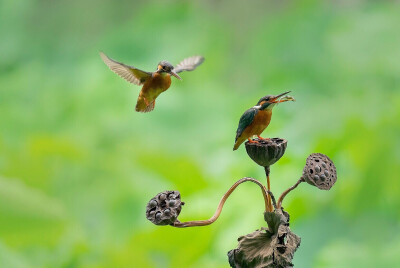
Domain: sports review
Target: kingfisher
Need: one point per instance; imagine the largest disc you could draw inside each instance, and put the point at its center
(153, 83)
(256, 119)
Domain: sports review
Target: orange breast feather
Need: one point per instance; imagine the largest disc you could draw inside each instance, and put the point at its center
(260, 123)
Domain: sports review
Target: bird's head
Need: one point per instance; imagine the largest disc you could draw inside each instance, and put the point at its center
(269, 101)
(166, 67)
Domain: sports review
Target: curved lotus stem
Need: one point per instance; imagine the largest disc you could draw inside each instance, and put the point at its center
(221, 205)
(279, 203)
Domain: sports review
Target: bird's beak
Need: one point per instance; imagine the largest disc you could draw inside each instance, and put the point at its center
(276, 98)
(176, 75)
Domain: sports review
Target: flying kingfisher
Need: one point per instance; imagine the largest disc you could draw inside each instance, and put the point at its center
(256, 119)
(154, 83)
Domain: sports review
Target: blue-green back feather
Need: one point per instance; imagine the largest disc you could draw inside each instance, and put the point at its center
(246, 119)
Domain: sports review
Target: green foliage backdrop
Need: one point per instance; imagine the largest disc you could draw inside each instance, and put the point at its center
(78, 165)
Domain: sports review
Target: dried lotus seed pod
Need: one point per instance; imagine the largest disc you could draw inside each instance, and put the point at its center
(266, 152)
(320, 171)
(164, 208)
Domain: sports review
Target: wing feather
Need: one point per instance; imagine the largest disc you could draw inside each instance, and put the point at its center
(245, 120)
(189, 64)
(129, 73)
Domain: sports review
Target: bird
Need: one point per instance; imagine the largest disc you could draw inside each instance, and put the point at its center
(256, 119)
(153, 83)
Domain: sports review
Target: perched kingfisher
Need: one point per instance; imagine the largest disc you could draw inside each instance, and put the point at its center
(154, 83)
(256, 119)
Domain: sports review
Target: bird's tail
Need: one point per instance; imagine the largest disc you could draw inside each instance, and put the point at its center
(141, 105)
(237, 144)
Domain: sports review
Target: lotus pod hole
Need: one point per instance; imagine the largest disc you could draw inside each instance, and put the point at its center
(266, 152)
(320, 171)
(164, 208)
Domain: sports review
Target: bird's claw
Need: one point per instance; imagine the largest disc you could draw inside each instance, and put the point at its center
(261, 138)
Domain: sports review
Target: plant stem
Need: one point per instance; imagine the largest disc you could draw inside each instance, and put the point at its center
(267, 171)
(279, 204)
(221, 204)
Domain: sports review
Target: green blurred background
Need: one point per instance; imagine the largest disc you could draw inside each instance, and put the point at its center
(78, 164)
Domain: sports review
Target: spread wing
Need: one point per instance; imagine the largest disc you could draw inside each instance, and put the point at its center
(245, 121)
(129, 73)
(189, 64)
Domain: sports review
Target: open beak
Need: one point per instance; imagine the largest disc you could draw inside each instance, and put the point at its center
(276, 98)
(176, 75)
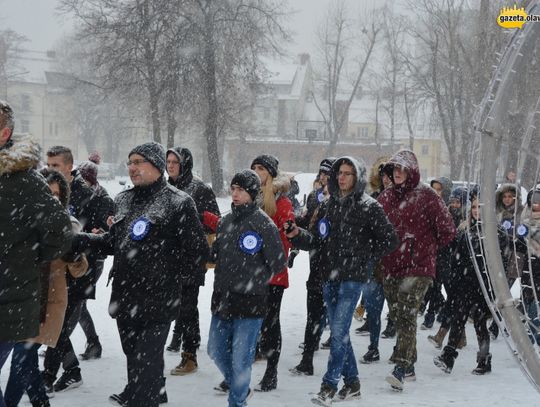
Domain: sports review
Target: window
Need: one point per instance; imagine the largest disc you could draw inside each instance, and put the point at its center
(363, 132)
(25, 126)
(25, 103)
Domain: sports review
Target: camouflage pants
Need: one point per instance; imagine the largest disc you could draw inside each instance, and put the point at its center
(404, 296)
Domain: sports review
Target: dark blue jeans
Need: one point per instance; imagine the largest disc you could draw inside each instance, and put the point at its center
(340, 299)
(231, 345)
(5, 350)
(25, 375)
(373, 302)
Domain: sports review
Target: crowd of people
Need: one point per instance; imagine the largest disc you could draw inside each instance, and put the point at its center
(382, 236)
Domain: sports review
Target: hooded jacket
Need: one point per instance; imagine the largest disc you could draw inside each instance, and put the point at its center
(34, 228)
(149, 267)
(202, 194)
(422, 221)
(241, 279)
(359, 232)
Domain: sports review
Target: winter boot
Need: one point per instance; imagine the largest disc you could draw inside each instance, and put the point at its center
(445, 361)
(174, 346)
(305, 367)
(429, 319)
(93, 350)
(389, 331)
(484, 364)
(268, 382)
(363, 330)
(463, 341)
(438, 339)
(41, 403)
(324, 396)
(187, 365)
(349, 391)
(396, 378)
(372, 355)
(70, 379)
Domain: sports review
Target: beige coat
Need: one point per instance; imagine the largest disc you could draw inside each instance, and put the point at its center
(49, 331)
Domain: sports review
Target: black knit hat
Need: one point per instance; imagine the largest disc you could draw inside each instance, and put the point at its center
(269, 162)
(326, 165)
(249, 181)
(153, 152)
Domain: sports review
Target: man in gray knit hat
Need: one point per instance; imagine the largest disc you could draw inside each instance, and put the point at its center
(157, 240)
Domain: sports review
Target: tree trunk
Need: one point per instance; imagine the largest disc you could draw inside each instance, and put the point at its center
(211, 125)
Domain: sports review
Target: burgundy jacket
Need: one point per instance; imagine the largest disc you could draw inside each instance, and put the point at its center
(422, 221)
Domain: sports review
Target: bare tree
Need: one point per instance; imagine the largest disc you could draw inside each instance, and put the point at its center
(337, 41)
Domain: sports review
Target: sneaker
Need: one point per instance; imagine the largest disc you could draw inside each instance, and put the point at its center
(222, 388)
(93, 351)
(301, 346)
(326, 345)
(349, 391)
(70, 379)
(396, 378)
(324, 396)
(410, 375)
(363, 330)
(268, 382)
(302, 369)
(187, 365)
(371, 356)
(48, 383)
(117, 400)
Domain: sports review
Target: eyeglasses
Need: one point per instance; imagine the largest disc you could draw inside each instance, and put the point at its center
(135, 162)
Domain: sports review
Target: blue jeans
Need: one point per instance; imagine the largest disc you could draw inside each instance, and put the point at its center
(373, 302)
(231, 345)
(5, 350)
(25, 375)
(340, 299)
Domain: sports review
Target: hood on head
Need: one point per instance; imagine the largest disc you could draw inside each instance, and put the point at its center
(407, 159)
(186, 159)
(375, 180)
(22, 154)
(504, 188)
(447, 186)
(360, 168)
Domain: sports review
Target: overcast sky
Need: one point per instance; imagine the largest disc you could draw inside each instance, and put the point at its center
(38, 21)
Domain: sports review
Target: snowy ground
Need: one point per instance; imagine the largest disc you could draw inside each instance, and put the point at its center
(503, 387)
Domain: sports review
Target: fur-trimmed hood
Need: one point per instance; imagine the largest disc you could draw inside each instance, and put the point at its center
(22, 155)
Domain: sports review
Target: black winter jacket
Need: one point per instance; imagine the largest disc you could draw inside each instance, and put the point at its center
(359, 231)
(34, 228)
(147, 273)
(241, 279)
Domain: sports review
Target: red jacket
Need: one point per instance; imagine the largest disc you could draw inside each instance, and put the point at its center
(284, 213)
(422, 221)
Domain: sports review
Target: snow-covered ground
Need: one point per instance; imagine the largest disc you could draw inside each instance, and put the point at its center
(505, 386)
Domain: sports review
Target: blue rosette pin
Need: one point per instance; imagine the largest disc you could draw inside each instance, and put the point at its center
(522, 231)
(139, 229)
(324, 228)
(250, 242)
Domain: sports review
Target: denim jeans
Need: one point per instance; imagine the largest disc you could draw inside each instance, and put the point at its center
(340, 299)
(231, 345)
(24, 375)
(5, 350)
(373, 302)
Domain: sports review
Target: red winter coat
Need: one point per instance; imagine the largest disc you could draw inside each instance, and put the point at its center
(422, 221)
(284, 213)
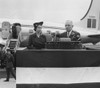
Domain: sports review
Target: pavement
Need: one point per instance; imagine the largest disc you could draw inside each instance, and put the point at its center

◆ Do this: Transcribe each line above verbatim, with the pictures left out.

◆ Reply:
Domain: sports review
Target: kingfisher
Need: one point per instance; imagine the largest disc you could draw inside each instance, and put the point at its center
(153, 83)
(256, 119)
Domain: sports review
Target: orange breast feather
Need: one point per instance; imagine the largest disc you could draw inside each instance, and put the point at its center
(260, 123)
Domain: sports review
Target: bird's head
Need: one point per instance; imagine the largest disc you could draw inside each instance, and put the point at its center
(269, 101)
(166, 67)
Domain: sports review
Target: curved lotus stem
Need: one point per instance; imagine the largest disc you could draw inside each instance, and put the point at its center
(221, 205)
(279, 203)
Domain: sports review
Target: bird's beak
Need: one point per instance; imagine the largest disc you could draw inside each instance, and put the point at its center
(276, 98)
(176, 75)
Domain: sports review
Target: flying kingfisher
Need: one point per instance; imagine the largest disc you could draw inside each instance, and put the point at its center
(256, 119)
(154, 83)
Domain: sports review
Target: blue-green back feather
Need: one point per instance; imagine the largest disc you could draw inside each instance, and put the point at its center
(246, 119)
Domain: sports review
Target: green foliage backdrop
Need: one point per instance; imagine the largest disc you could draw inside each instance, and put the point at its center
(78, 165)
Domain: sports review
Target: dried lotus seed pod
Need: one point per instance; imagine the largest disc you could draw inside each instance, and put the point at its center
(266, 152)
(320, 171)
(164, 208)
Domain: sports review
Target: wing feather
Need: one point per instance; imagine the largest disc you could draw inside each instance, and put the point at its center
(245, 120)
(189, 64)
(129, 73)
Domain: sports review
Target: bird
Need: one point per instance; imagine the largest disc you could draw inside each instance, and put the point at its center
(256, 119)
(153, 83)
Domain: sports review
Target: perched kingfisher
Need: one point per instance; imagine the largest disc you could draw inside each instance, and put the point at its center
(154, 83)
(256, 119)
Domain: sports review
Target: bird's tail
Need: one point per instance; imagine the largest disc you could draw inside each instance, and put the point at its center
(141, 105)
(237, 144)
Domain: sports review
Target: lotus pod hole
Need: one point per instance; imagine the largest disc you could draw inside each instance, and put the point at its center
(266, 152)
(320, 171)
(164, 208)
Domain: sports review
Target: bird's claw
Need: one point per instance; imagine the largest disc you could draw inside each instance, and put the point at its center
(261, 138)
Domain: sports review
Target: plant stem
Need: one point per instance; imagine the largest disc you could draw inside each instance, and put the point at its center
(267, 171)
(279, 204)
(221, 204)
Domain: sports review
Target: green blurred background
Need: one point per instance; imagine the largest disc you could draw inside each instance, and put the point at its center
(78, 164)
Domain: sports review
Target: spread wing
Need: one point per instance; imagine the largest disc you could draw inside each instance, and put the point at its center
(245, 121)
(129, 73)
(189, 64)
Domain: sports review
Target: open beak
Need: one point per instance; imagine the largest disc you could draw inside each instance, and put the point at its center
(276, 98)
(176, 75)
Domain: sports review
Target: window
Need: one point per instance; imagine the largest disc you could draw inside each instance, and put the point at its center
(363, 132)
(25, 126)
(25, 103)
Domain: sports review
Target: camouflage pants
Need: one point per instance; imagine the largest disc you could draw inside each instance, and put the point at its center
(404, 296)
Domain: sports review
Target: dark blue jeans
Need: one point per instance; imagine the largest disc you could draw inside each instance, and put the point at its center
(340, 299)
(231, 345)
(5, 350)
(25, 375)
(373, 302)
Domain: sports review
Target: crowd of people
Need: one point per instance; imagine the largest disc you could draw inside each instance, and put the point at its center
(382, 236)
Domain: sports review
Target: hooded jacket
Need: one point per instance; imagine the largest disc you could draw inside each instance, and put the point at its center
(34, 228)
(149, 267)
(202, 194)
(422, 221)
(241, 279)
(359, 232)
Domain: sports review
Target: winter boot
Need: one point per instance; imagine the largest disc you could draw inside each instance, and put the point at its center
(445, 361)
(174, 346)
(305, 367)
(429, 319)
(93, 350)
(389, 331)
(484, 364)
(268, 382)
(363, 330)
(463, 341)
(438, 339)
(41, 403)
(324, 396)
(187, 365)
(349, 391)
(396, 378)
(372, 355)
(70, 379)
Domain: sports review
Target: beige coat
Need: one point per instance; imagine the largest disc you could draw inside each instance, and put the point at its center
(49, 331)
Domain: sports review
Target: black knit hat
Need: one point per instance; imagine the largest disc you could draw inside each instance, and put the point at its center
(269, 162)
(326, 165)
(249, 181)
(153, 152)
Domain: sports review
Target: man in gray knit hat
Need: one point per instance; imagine the largest disc you could draw inside each instance, and put the point at its center
(157, 240)
Domain: sports review
Target: tree trunk
Need: one point per instance; imagine the largest disc you could draw inside each instance, and put the point at its center
(211, 125)
Domain: sports review
Target: burgundy jacket
Need: one point per instance; imagine the largest disc you could draw inside each instance, and put the point at its center
(422, 221)
Domain: sports review
Target: bare tree
Need: one point per instance; imagine the largest disc you could draw inside each instance, and put the point at its center
(337, 41)
Domain: sports review
Target: sneaker
Need: one point per instance; imagine the largest disc you could draw inside each instance, and put the point at its center
(222, 388)
(93, 351)
(301, 346)
(326, 345)
(349, 391)
(70, 379)
(396, 378)
(324, 396)
(410, 375)
(363, 330)
(268, 382)
(302, 369)
(187, 365)
(371, 356)
(48, 383)
(117, 400)
Domain: sports review
Target: eyeglasses
Need: one point per instance; imagine the largest disc you could draw inside each instance, and put the point at its center
(135, 162)
Domain: sports review
Target: blue jeans
Need: one point per instance; imagine the largest disc you could draw inside each instance, and put the point at its center
(373, 302)
(231, 345)
(5, 350)
(25, 375)
(340, 299)
Domain: sports review
Target: hood on head
Need: one point per instance; imagine the largest disc you could draw inside each instance, and put the point at its center
(407, 159)
(186, 159)
(375, 180)
(22, 154)
(504, 188)
(447, 186)
(360, 168)
Domain: sports review
Target: overcast sky
Need: one point per instance; imagine the largest disc you could draw inside each instance, and put the point at its center
(38, 21)
Domain: sports review
Target: snowy ground
Need: one point per instance; imagine the largest disc you could draw inside each instance, and put the point at its center
(503, 387)
Domain: sports review
Target: fur-trimmed hood
Need: one point per instance; imagine the largest disc you could draw inside each instance, and put the point at its center
(22, 155)
Domain: sports review
Target: black winter jacket
Need: one point per instance; imagine the largest disc you could draw inside each instance, and put the point at its center
(359, 231)
(34, 228)
(147, 273)
(241, 279)
Domain: sports review
Target: red jacket
Need: one point per instance; imagine the largest disc you could draw inside each instance, and put the point at its center
(284, 213)
(422, 221)
Domain: sports review
Target: snow-covered ground
Need: one point per instance; imagine the largest disc you could draw inside each instance, and put the point at its center
(505, 386)
Domain: sports review
Target: blue rosette pin
Need: one point per instance; imagine the largest disc you could draw inside each instance, and put the point at its center
(522, 231)
(139, 229)
(324, 228)
(250, 242)
Domain: sports review
Target: denim jeans
Need: one point per instance; imagine the largest disc you could draw inside each instance, and put the point at its center
(340, 299)
(231, 345)
(24, 375)
(5, 350)
(373, 302)
Domain: sports review
Target: red winter coat
Need: one point per instance; imagine the largest disc you could draw inside each instance, and put the point at its center
(422, 221)
(284, 213)
Domain: sports review
Target: pavement
Need: one point per instance; imagine the largest disc you could draw inside each instance, and put the point at its center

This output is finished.